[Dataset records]
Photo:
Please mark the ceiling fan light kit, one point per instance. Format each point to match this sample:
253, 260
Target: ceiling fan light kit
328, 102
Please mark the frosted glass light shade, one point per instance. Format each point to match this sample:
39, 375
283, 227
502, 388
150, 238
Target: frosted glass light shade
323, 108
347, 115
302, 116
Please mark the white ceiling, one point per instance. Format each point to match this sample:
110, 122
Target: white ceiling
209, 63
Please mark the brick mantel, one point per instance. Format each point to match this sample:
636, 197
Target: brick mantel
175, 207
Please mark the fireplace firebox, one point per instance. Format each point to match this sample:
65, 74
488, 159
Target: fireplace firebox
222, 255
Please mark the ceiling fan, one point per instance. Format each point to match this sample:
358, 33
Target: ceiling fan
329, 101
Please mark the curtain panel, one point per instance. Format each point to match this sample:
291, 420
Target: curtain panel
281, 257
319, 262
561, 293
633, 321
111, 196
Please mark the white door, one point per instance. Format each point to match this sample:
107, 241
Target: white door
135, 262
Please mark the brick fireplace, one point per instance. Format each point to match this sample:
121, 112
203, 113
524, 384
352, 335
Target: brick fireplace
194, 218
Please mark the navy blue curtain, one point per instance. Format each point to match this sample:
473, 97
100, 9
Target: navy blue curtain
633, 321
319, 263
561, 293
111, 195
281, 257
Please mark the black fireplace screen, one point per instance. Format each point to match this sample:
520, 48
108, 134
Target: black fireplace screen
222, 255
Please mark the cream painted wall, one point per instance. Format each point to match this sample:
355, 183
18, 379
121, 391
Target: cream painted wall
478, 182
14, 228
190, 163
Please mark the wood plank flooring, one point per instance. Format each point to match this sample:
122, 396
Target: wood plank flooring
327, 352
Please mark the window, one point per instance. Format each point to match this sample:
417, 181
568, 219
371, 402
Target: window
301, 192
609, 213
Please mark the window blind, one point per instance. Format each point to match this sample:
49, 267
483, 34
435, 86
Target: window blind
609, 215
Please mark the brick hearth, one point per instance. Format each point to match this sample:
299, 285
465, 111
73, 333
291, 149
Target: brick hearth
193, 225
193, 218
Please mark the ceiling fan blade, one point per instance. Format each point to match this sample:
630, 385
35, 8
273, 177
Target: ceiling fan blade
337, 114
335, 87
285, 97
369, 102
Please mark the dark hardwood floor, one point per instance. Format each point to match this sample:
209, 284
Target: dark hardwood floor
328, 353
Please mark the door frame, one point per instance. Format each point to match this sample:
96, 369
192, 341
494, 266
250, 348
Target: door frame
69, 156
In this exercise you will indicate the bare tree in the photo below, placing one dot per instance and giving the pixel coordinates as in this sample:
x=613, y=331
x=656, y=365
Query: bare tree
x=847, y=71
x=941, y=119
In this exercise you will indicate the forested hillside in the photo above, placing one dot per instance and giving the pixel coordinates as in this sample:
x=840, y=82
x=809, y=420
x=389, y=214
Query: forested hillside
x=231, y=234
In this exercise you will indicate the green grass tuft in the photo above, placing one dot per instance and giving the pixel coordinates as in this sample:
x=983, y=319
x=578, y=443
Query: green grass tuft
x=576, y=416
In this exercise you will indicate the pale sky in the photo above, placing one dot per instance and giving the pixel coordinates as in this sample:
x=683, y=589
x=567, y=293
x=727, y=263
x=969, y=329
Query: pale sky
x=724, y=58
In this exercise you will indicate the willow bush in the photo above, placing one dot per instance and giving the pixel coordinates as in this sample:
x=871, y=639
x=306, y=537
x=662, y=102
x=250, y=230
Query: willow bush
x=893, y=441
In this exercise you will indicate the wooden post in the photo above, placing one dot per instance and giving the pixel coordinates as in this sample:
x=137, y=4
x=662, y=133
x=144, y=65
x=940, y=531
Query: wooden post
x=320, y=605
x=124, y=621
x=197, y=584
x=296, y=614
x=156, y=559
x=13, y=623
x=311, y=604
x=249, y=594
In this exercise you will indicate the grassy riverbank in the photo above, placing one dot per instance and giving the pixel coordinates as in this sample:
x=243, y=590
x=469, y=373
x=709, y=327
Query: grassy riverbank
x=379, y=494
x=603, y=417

• GIVEN INSTRUCTION: Express the material above as a JSON list of strings, with one string per line and blank lines omitted.

• REPLY:
[
  "Photo:",
  "Please mark the ceiling fan light kit, one point per instance. Format each point to match this sample:",
  "253, 260",
  "Target: ceiling fan light kit",
  "328, 102",
  "Please mark the frosted glass light shade, one point per instance. Format each point to match this sample:",
  "39, 375",
  "283, 227",
  "502, 388",
  "150, 238",
  "Target: frosted glass light shade",
  "323, 108",
  "347, 115",
  "302, 116",
  "Please mark the white ceiling, one point per instance. Format each point to match this sample:",
  "110, 122",
  "Target: white ceiling",
  "209, 63",
  "Please mark the brick mantel, one point per instance. Format each point to match this sample:",
  "636, 197",
  "Target: brick mantel",
  "175, 207",
  "Please mark the fireplace firebox, one point per instance. Format each point to match this sample:",
  "65, 74",
  "488, 159",
  "Target: fireplace firebox",
  "222, 255",
  "Please mark the ceiling fan, one point per instance. Format each point to match this sample:",
  "358, 33",
  "Target: ceiling fan",
  "329, 101",
  "Please mark the curtain panel, one point per instance. Format each point to match this sample:",
  "291, 420",
  "Target: curtain panel",
  "281, 257",
  "319, 262",
  "561, 293",
  "633, 321",
  "111, 196",
  "Please mark the white door, one point per instance. Format each point to match this sample:",
  "107, 241",
  "Target: white door",
  "135, 262",
  "Please mark the brick fireplace, one point per instance. Format each point to match this sample:",
  "121, 112",
  "203, 113",
  "524, 384",
  "352, 335",
  "Target: brick fireplace",
  "194, 218",
  "Please mark the navy blue curtain, one point per instance. Format each point to match this sample:",
  "473, 97",
  "100, 9",
  "Target: navy blue curtain",
  "633, 321",
  "319, 263",
  "561, 293",
  "111, 195",
  "281, 257",
  "Please mark the black fireplace screen, one point per instance. Format each point to match this sample:",
  "520, 48",
  "108, 134",
  "Target: black fireplace screen",
  "222, 255",
  "Please mark the cream painted wall, one point per instance. Format each point to match this sample:",
  "355, 183",
  "18, 379",
  "121, 391",
  "Target: cream painted wall",
  "478, 182",
  "14, 228",
  "190, 163",
  "Please mark the wood plank flooring, one point per instance. Format each point to match this sample:",
  "122, 396",
  "Target: wood plank flooring",
  "327, 352",
  "Please mark the window, one point per instance. Format each point to match this sample:",
  "417, 181",
  "568, 219",
  "371, 402",
  "Target: window",
  "301, 192",
  "609, 213",
  "Please mark the window blind, one point per instance. Format each point to match this sample:",
  "49, 267",
  "483, 34",
  "435, 86",
  "Target: window blind",
  "609, 215",
  "Please mark the brick hearth, one point per instance. Format each point to match this sample:",
  "299, 285",
  "465, 111",
  "73, 333",
  "291, 149",
  "Target: brick hearth",
  "193, 225",
  "193, 218",
  "Please mark the ceiling fan blade, one point per instance. Format each point to match this sample:",
  "630, 385",
  "35, 8",
  "273, 177",
  "Target: ceiling fan blade",
  "337, 114",
  "335, 87",
  "285, 97",
  "369, 102",
  "Please mark the dark hardwood floor, one point per instance. Format each point to match this sample:",
  "209, 284",
  "Target: dark hardwood floor",
  "328, 353",
  "Please mark the door frame, one point per instance. Format each point to match this sample:",
  "96, 369",
  "192, 341",
  "494, 266",
  "250, 348",
  "Target: door frame",
  "69, 156",
  "In this exercise you will indicate the bare tree in the photo below, placing one dot per instance and giving the pixel coordinates as in this sample:",
  "x=613, y=331",
  "x=656, y=365",
  "Query: bare tree",
  "x=847, y=71",
  "x=941, y=119",
  "In this exercise you will indicate the forested hillside in the photo above, placing one dot per instance and giving the pixel coordinates as in this sample:",
  "x=840, y=82",
  "x=809, y=420",
  "x=389, y=214",
  "Query: forested hillside",
  "x=231, y=234",
  "In this exercise you will indicate the green grass tuft in the photo above, placing one dot per instance and giving the pixel coordinates as in this sample:",
  "x=983, y=319",
  "x=578, y=443",
  "Query: green grass tuft",
  "x=576, y=416",
  "In this exercise you will indicate the pale sky in the photo above, placing one dot per instance and giving the pixel coordinates as in this sample:",
  "x=683, y=589",
  "x=567, y=293",
  "x=727, y=263",
  "x=969, y=329",
  "Query: pale sky",
  "x=724, y=58",
  "In this exercise you will indicate the willow bush in the photo above, placing one dot per instance and giving the pixel coordinates as in this sample:",
  "x=871, y=639",
  "x=306, y=537",
  "x=662, y=102",
  "x=250, y=230",
  "Query: willow bush",
  "x=893, y=441",
  "In this exercise you will indicate the wooden post in the photo above, placing one dot per instance and giving the pixel coordinates as in this sample:",
  "x=137, y=4",
  "x=662, y=133",
  "x=144, y=65",
  "x=940, y=531",
  "Query: wooden post",
  "x=320, y=605",
  "x=124, y=621",
  "x=197, y=584",
  "x=296, y=614",
  "x=156, y=559",
  "x=13, y=623",
  "x=311, y=604",
  "x=249, y=594",
  "In this exercise you will indicate the grassy riverbank in the photo above, placing one dot per instance and giving the pixel coordinates as in this sample:",
  "x=243, y=590",
  "x=469, y=373",
  "x=709, y=327",
  "Query: grassy riverbank",
  "x=379, y=494",
  "x=603, y=417"
]